According to the McKinsey Global Institute, robots could replace 800 million jobs by 2030, and according to Klaus Scwab at the world economic forum, an equal amount, if not more new jobs will open up. And recently Jack Ma, founder of Alibaba Group just said at the world economic forum that;

“If we do not change the way we teach, 30 years from now, we’re going to be in trouble.” — Jack Ma

The old knowledge-based approach of “200 years ago”, will fail our kids, who would never be able to compete with machines. Children should be taught “soft skills” like independent and critical thinking, art, values and team-work.

We are faced with multiples dilemmas everyday, impossible dilemmas — how do we navigate that? There are things that we can’t delegate to the amazing tools that we will have in the future. Skills such as: Social skills, fine arts, critical thinking, complex problem solving, and working in true cross functionality!

◆ ◆ ◆ ◆ ◆

| TASKS TO PERFORM |
[1] List every skill named in the final sentence of the passage on automation and schooling, the one that begins "Skills such as:".
[2] From the passage on automation and schooling, extract word for word the span that begins at the words "According to the" and stops after "values and team-work.".

| RECORDED DATA |
◆ ◆ ◆ ◆ ◆

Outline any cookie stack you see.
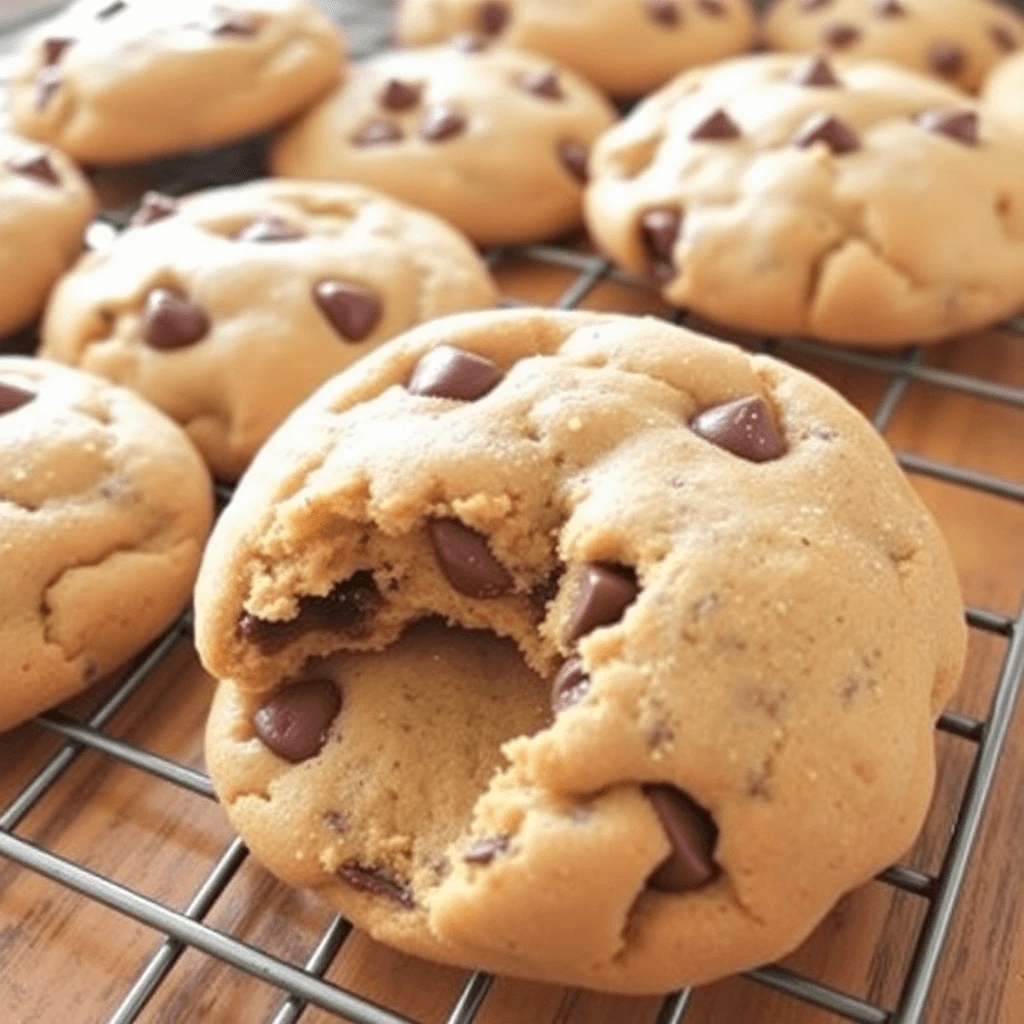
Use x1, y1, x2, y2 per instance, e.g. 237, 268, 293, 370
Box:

◆ ◆ ◆ ◆ ◆

| ANSWERS PROVIDED |
[1]
- Social skills
- Fine arts
- Critical thinking
- Complex problem solving
- Working in true cross functionality

[2]
According to the McKinsey Global Institute, robots could replace 800 million jobs by 2030, and according to Klaus Scwab at the world economic forum, an equal amount, if not more new jobs will open up. And recently Jack Ma, founder of Alibaba Group just said at the world economic forum that;

“If we do not change the way we teach, 30 years from now, we’re going to be in trouble.” — Jack Ma

The old knowledge-based approach of “200 years ago”, will fail our kids, who would never be able to compete with machines. Children should be taught “soft skills” like independent and critical thinking, art, values and team-work.